Stored data entries:
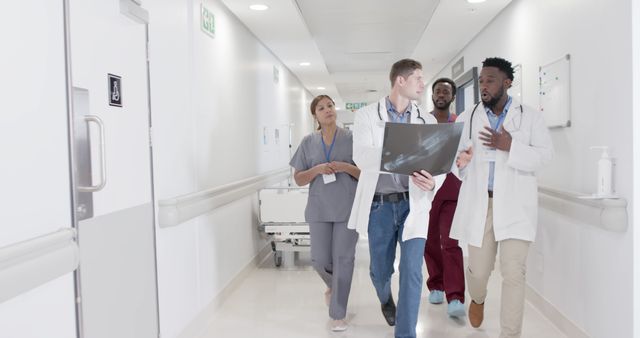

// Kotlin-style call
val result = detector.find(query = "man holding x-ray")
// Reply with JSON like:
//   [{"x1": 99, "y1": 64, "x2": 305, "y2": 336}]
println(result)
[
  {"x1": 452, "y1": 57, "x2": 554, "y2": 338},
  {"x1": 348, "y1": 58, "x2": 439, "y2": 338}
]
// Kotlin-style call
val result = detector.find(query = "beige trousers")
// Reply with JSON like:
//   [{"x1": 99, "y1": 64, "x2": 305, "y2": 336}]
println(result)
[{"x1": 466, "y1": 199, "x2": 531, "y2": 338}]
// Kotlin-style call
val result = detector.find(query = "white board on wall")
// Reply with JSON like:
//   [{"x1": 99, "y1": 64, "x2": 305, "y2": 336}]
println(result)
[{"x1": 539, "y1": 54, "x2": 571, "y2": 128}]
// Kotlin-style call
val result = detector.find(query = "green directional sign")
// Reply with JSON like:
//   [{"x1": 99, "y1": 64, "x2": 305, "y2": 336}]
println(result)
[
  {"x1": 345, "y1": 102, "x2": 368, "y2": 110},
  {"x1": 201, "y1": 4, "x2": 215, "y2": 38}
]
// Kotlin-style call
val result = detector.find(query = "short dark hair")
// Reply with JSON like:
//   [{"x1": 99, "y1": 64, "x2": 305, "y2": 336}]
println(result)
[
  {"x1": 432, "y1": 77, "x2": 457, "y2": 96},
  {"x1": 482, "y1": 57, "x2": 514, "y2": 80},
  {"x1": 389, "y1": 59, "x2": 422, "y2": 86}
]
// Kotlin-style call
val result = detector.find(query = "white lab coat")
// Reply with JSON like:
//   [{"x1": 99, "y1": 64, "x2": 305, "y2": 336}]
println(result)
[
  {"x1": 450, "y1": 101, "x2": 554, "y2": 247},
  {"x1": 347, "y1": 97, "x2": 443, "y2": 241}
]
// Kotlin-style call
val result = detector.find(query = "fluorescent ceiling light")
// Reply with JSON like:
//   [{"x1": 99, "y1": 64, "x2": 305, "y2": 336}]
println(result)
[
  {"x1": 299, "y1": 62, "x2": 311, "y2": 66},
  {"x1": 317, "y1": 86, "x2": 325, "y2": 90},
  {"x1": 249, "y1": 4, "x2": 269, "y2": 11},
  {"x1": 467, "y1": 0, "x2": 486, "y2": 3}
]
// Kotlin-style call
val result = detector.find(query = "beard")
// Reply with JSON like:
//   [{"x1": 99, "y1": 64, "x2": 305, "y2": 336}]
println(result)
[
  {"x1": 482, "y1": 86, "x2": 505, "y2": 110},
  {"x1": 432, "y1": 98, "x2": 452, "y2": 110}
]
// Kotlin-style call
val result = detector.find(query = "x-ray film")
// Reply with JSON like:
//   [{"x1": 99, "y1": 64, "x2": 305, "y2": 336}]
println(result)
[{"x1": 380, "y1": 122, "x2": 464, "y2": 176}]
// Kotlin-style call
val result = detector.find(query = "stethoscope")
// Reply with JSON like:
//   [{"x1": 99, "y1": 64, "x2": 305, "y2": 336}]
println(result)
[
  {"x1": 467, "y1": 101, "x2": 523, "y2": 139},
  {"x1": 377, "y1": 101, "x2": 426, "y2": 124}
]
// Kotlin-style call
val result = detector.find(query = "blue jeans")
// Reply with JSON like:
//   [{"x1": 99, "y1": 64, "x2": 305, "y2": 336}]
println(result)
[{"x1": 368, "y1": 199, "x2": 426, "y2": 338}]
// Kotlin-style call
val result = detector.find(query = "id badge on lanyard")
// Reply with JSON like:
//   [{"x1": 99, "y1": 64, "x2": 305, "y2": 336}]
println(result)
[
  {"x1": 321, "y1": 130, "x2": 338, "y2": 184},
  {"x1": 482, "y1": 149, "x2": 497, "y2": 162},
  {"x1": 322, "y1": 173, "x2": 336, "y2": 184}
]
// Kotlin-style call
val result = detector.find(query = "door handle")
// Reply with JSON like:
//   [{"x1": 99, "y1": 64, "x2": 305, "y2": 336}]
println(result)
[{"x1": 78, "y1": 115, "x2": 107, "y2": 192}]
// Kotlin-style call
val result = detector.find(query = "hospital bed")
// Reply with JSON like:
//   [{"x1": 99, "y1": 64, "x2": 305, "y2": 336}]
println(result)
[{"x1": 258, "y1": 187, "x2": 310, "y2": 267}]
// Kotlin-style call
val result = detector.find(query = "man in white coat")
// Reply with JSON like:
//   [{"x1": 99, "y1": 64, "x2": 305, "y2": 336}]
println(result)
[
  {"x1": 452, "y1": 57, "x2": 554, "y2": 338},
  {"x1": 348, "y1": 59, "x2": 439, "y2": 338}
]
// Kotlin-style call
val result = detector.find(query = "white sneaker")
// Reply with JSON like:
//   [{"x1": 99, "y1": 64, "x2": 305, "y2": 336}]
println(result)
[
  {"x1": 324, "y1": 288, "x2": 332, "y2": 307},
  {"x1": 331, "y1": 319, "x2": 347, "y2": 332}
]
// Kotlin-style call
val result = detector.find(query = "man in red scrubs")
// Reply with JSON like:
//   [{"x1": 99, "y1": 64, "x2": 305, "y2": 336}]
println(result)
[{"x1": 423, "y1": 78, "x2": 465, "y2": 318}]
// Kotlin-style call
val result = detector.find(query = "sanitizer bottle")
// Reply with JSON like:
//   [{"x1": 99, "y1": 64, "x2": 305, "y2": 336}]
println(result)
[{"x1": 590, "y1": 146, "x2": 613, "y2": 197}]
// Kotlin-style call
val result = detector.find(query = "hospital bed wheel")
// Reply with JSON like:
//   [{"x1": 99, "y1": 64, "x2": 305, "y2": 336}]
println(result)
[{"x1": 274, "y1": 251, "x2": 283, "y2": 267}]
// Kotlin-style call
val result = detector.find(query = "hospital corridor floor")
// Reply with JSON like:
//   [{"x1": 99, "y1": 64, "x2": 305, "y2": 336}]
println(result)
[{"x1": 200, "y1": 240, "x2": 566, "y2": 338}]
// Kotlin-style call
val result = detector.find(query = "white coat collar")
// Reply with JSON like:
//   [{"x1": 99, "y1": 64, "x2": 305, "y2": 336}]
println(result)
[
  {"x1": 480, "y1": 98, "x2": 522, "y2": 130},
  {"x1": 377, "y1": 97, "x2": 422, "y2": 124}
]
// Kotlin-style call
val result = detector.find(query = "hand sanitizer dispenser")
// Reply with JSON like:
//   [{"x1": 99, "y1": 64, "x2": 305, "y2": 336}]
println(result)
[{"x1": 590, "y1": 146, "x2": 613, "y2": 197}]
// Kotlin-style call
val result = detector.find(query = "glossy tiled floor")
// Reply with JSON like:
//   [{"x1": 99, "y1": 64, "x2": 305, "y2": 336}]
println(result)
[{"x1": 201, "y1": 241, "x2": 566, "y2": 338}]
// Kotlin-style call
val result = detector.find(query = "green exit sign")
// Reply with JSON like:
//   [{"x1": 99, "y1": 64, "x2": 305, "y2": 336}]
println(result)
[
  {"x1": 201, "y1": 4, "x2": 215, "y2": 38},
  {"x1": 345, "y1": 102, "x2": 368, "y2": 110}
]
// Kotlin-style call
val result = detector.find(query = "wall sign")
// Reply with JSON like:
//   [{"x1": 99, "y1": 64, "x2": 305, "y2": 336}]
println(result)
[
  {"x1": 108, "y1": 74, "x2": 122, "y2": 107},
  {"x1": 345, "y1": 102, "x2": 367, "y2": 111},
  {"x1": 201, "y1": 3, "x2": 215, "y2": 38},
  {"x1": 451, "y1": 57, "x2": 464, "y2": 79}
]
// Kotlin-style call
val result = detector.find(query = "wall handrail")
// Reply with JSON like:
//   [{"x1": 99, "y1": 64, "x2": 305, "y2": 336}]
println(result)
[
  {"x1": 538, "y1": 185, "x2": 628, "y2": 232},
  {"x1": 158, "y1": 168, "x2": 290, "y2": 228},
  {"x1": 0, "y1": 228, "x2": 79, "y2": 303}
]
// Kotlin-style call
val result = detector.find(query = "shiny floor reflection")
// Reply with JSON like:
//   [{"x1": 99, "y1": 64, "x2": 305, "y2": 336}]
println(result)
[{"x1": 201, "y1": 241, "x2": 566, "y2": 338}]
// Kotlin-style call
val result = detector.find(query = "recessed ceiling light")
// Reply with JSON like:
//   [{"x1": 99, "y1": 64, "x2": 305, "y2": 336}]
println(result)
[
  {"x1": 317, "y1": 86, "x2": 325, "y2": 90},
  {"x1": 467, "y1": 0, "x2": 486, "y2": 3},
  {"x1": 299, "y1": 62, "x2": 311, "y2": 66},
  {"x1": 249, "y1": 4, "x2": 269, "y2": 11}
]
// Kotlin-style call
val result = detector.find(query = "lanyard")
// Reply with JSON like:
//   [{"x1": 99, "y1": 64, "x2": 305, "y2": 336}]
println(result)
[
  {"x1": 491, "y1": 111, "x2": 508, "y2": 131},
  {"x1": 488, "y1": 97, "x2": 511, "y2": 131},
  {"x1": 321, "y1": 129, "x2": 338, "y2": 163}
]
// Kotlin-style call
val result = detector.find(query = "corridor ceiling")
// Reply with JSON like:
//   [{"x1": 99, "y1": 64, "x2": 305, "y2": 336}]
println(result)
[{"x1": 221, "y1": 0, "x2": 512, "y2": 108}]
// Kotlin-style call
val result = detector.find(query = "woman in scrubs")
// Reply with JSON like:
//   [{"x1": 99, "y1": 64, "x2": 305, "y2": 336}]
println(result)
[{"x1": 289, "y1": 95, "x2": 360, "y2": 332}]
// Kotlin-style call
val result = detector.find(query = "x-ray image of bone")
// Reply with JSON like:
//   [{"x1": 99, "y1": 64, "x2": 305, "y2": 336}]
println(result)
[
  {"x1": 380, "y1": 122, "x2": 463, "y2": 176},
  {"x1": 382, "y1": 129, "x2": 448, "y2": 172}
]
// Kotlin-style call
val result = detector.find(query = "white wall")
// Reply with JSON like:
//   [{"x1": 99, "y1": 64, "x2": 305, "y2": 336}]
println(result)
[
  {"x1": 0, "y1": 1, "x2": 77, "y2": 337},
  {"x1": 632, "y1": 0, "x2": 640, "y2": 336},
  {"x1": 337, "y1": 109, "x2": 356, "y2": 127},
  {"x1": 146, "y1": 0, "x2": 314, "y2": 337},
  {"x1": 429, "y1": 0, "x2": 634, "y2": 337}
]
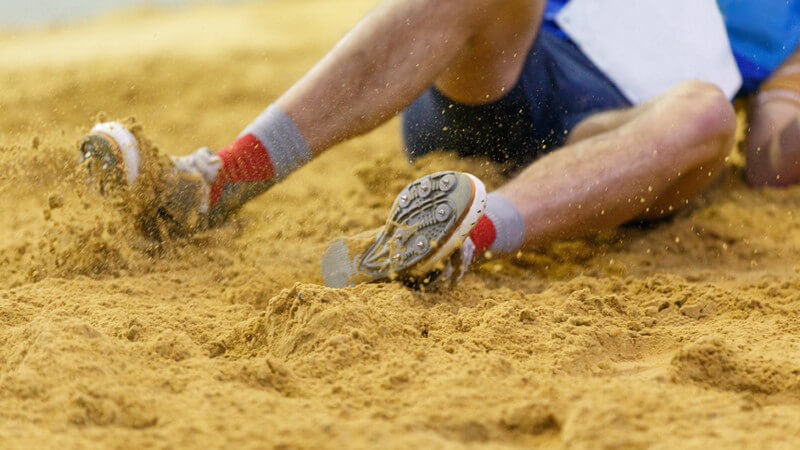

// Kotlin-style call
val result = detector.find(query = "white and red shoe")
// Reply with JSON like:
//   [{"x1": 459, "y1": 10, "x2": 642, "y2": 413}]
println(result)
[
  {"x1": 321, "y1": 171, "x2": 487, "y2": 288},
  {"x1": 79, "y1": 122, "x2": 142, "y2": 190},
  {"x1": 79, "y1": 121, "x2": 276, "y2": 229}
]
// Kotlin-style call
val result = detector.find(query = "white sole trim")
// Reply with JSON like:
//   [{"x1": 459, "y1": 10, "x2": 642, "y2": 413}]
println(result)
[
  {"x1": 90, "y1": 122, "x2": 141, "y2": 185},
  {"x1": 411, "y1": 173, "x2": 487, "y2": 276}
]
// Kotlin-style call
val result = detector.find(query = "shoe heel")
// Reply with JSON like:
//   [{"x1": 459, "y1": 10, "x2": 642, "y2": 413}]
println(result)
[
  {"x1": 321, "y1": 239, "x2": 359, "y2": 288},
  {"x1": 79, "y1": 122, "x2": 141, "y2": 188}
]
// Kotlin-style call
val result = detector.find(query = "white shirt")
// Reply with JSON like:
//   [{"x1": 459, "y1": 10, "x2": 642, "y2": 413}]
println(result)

● **WHAT THE TASK REQUIRES**
Copy all lines from the entries that contain the word "coat".

● **SOLUTION TO THIS EXERCISE**
val result = detector.find(query = "white lab coat")
val result = detector.find(query = "man in white coat")
val result = detector.find(query = "white coat collar")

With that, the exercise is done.